(Dataset records)
..........

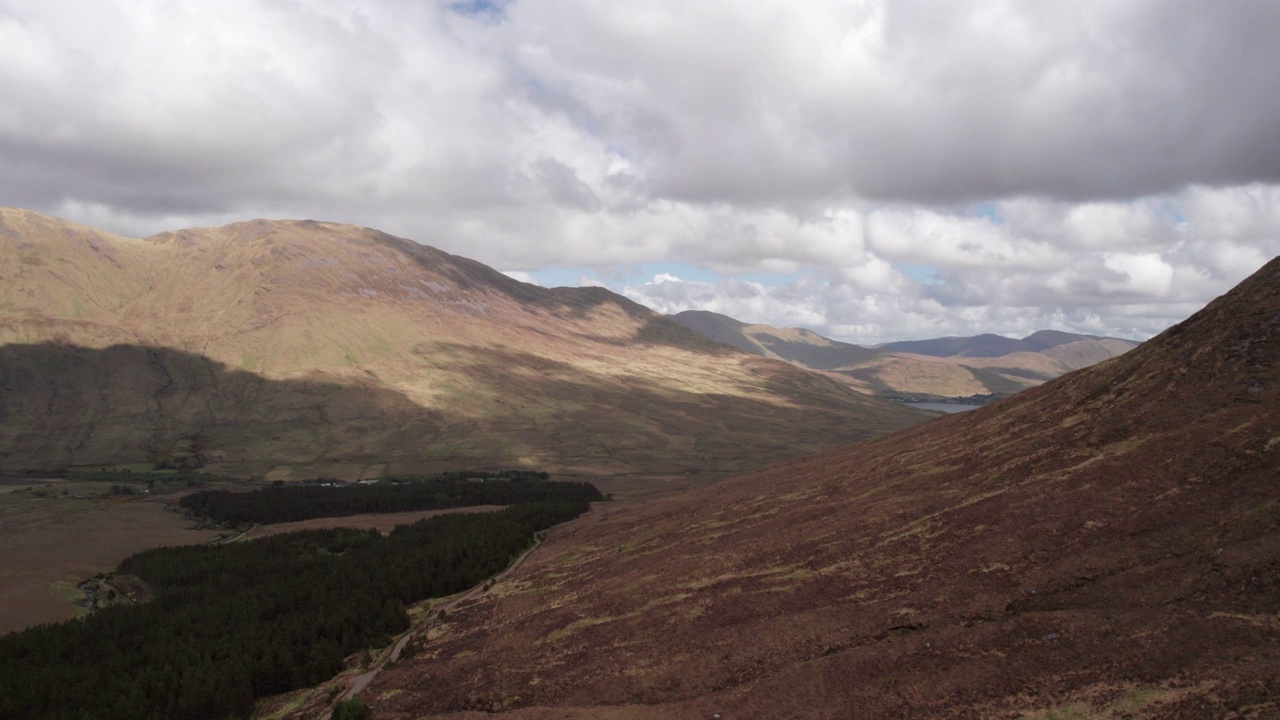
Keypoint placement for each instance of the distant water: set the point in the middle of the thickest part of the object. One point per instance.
(945, 406)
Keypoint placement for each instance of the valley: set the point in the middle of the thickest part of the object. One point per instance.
(982, 369)
(782, 538)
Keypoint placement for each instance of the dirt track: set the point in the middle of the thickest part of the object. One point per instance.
(360, 682)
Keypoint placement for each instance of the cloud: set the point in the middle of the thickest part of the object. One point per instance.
(906, 168)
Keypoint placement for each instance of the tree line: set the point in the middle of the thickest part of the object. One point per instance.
(304, 501)
(233, 623)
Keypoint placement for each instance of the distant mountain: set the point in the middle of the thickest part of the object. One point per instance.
(942, 368)
(794, 345)
(297, 349)
(996, 346)
(1106, 545)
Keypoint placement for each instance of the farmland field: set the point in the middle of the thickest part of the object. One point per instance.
(59, 533)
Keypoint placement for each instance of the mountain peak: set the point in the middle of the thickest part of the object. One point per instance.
(1106, 541)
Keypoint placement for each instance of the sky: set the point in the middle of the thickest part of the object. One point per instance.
(868, 169)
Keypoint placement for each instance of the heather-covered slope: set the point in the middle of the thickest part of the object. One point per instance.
(1106, 545)
(300, 347)
(949, 367)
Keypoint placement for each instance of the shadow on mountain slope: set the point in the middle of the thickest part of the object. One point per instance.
(64, 405)
(1106, 545)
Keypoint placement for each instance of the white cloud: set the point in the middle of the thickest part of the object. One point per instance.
(915, 168)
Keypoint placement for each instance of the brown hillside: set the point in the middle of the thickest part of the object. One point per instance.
(1106, 545)
(941, 368)
(298, 347)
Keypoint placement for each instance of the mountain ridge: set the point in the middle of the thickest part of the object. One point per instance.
(353, 335)
(1104, 545)
(940, 368)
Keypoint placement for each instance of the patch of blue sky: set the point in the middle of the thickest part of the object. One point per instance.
(919, 272)
(487, 9)
(1169, 212)
(987, 210)
(624, 276)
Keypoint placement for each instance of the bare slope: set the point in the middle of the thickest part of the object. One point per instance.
(1106, 545)
(304, 347)
(951, 367)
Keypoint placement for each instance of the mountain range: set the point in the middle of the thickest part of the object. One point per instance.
(924, 369)
(298, 349)
(1106, 545)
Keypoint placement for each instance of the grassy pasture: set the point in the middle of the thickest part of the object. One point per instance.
(53, 541)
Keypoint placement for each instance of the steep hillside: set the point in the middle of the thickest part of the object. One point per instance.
(940, 368)
(304, 347)
(1106, 545)
(794, 345)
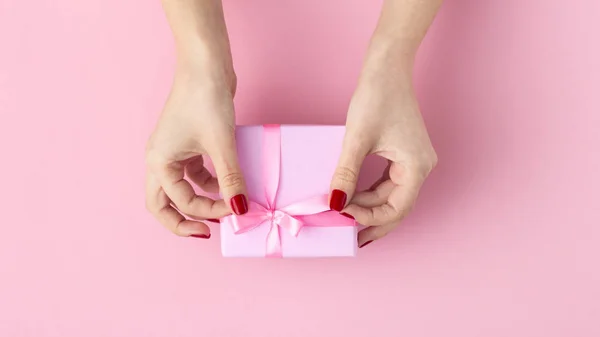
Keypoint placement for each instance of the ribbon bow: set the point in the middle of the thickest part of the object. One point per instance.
(310, 212)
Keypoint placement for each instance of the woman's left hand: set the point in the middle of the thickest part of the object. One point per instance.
(383, 119)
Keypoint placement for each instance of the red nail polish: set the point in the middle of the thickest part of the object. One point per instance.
(200, 236)
(239, 204)
(347, 215)
(338, 200)
(366, 243)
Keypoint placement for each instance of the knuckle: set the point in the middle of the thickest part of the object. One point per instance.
(345, 174)
(229, 180)
(176, 229)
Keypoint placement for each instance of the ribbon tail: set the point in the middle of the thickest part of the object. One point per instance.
(274, 242)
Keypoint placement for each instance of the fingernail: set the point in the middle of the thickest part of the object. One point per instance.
(338, 200)
(347, 215)
(201, 236)
(366, 243)
(239, 204)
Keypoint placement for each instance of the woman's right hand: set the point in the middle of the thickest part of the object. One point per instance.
(198, 120)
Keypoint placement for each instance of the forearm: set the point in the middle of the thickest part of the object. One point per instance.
(400, 30)
(200, 36)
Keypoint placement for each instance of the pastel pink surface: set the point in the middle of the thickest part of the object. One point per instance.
(308, 159)
(504, 240)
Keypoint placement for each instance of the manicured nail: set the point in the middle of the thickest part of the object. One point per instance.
(338, 200)
(347, 215)
(201, 236)
(366, 243)
(239, 204)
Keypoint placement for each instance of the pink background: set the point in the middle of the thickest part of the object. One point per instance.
(505, 240)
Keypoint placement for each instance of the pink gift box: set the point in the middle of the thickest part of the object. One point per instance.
(308, 156)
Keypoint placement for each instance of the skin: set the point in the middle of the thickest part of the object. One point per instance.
(199, 119)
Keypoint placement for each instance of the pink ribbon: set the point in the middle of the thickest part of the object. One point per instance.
(311, 212)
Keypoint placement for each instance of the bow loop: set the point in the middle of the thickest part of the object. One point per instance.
(311, 212)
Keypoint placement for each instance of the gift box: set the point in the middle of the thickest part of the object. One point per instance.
(288, 170)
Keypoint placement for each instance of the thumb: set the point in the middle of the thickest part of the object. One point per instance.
(345, 176)
(229, 175)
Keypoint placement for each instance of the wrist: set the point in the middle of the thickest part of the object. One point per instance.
(389, 61)
(203, 65)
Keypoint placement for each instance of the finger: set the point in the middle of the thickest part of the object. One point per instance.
(370, 234)
(399, 202)
(159, 205)
(375, 197)
(385, 176)
(229, 174)
(345, 176)
(200, 176)
(181, 193)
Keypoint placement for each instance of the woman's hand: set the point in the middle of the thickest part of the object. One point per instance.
(383, 119)
(198, 120)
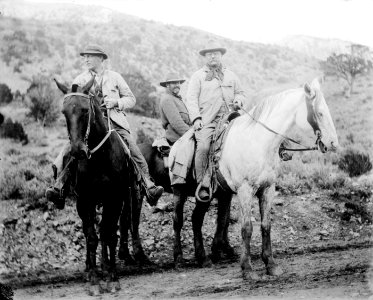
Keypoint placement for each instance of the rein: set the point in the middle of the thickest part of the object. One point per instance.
(306, 148)
(90, 112)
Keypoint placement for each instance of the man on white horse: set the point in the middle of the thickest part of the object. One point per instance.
(212, 92)
(117, 97)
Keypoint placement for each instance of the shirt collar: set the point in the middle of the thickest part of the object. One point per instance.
(170, 93)
(207, 69)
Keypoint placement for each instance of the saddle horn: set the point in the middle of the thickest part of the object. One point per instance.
(89, 84)
(61, 86)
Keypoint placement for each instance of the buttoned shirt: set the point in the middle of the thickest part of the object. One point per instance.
(174, 116)
(205, 98)
(113, 86)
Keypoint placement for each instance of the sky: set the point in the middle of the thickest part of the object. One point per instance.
(265, 21)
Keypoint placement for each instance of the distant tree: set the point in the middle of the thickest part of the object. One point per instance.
(6, 95)
(146, 102)
(42, 99)
(349, 65)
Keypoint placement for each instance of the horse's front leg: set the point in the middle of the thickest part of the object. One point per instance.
(179, 199)
(265, 200)
(123, 252)
(220, 245)
(197, 222)
(87, 214)
(109, 239)
(245, 195)
(138, 251)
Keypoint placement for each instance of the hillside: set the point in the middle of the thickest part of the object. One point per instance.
(315, 47)
(47, 38)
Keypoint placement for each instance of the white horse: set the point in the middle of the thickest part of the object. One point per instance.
(250, 157)
(248, 163)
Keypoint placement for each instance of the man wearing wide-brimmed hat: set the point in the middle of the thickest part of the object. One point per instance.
(213, 91)
(174, 114)
(116, 95)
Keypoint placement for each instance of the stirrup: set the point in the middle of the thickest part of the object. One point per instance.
(197, 192)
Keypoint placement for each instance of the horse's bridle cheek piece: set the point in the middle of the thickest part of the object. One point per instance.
(91, 116)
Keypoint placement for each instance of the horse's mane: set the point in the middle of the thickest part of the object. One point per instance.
(266, 106)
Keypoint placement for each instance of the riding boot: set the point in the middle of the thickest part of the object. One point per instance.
(58, 192)
(153, 192)
(203, 192)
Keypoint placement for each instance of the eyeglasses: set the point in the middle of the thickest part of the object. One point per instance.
(210, 54)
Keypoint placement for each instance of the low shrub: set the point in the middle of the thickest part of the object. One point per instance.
(14, 130)
(355, 163)
(24, 176)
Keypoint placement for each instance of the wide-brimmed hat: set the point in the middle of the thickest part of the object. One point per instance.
(212, 46)
(172, 77)
(95, 50)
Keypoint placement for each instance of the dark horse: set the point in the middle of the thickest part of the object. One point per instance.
(220, 246)
(103, 178)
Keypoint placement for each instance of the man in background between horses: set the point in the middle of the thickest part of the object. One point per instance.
(212, 92)
(116, 96)
(174, 114)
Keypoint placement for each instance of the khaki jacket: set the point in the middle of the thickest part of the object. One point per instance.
(174, 116)
(205, 98)
(113, 86)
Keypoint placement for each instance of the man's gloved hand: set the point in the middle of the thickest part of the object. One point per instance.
(197, 125)
(237, 104)
(110, 102)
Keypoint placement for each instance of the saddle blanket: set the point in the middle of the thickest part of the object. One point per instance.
(181, 157)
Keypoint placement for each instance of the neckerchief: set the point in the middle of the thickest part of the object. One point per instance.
(215, 72)
(97, 84)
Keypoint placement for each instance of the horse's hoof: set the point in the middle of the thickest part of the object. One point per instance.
(113, 286)
(179, 262)
(103, 286)
(274, 270)
(229, 251)
(250, 275)
(143, 260)
(205, 263)
(215, 257)
(93, 290)
(128, 259)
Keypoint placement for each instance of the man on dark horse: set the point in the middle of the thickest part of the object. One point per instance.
(174, 114)
(213, 91)
(116, 96)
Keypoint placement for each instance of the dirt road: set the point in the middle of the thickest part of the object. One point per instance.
(335, 271)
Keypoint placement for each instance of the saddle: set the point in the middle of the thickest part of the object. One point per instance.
(182, 154)
(216, 149)
(163, 148)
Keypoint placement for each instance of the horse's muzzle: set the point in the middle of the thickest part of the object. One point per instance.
(80, 151)
(322, 147)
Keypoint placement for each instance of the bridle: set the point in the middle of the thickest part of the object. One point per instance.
(311, 120)
(91, 114)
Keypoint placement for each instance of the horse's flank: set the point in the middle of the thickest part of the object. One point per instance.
(250, 153)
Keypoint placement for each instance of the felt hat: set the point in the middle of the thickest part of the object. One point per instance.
(94, 50)
(172, 77)
(212, 46)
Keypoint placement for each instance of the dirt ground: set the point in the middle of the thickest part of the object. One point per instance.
(324, 248)
(336, 272)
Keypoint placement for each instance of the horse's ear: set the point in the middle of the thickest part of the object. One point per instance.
(89, 84)
(309, 91)
(315, 84)
(60, 86)
(74, 88)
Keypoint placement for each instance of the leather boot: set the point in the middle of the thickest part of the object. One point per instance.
(56, 195)
(203, 194)
(153, 192)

..........

» Exercise description:
Please repeat the lines above exactly, beginning with the line that contains "Keypoint placement for each instance of the horse's muzzle: set" and ending with the final one.

» Expected answer:
Keypoint placement for each instance of the horse's muzzle: set the point in the middle of the thickest part of the object. One point per instance.
(80, 151)
(322, 147)
Keypoint placement for each instance of the bridle: set the point in the middle of the thickest part of the object. One point per instance.
(311, 120)
(91, 114)
Keypoint placement for each instance of the horse's flank: set the point in the middle of the thickest part of the object. One point per instance.
(250, 153)
Keypoint placement for each instance of the felt hat: set the point in the middle of the thickest part of the object. One point per instance.
(94, 50)
(172, 77)
(212, 46)
Keypoint placement for each instance of the dirt ground: set the point in the middle of the thickest part of the object. One point per instance.
(324, 248)
(336, 272)
Keypoint placement for each instance of the horse's ear: set the point in the middle of the thickest part of the object. One point per instance.
(89, 84)
(309, 91)
(315, 84)
(60, 86)
(74, 88)
Keypoint placement for each instance of the leather boot: set the point in the middle of the thickest part of the object. One point per instance.
(56, 195)
(203, 194)
(153, 192)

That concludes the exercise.